» **Your goal**
Return each entry exactly, so that nothing in the data differs from the original.

» **Provided information**

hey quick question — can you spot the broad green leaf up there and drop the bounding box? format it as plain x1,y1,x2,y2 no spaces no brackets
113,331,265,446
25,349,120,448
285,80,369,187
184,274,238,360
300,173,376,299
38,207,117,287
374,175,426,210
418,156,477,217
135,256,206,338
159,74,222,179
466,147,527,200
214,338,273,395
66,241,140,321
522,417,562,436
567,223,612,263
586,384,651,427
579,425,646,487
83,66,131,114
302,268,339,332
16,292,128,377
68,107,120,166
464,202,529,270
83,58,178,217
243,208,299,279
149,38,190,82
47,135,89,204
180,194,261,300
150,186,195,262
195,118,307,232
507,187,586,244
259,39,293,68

» **Solution to this exercise**
hey quick question — can you spot the broad green leaf up there and drop the bounding box? format it as plain x1,y1,x2,y2 no spaces no brackets
113,331,265,446
25,349,120,448
285,80,369,187
184,274,238,360
300,173,376,299
38,207,117,287
374,175,426,210
418,156,477,217
135,256,206,338
159,74,222,179
466,147,527,200
214,338,273,395
66,241,140,321
522,417,562,436
567,223,612,263
586,384,651,427
579,425,646,487
83,66,131,114
302,268,339,332
16,292,128,377
68,107,120,166
464,202,529,270
83,58,178,217
243,208,299,279
149,38,190,82
47,135,89,204
180,194,261,300
150,186,195,262
195,118,307,232
507,187,586,244
259,39,293,68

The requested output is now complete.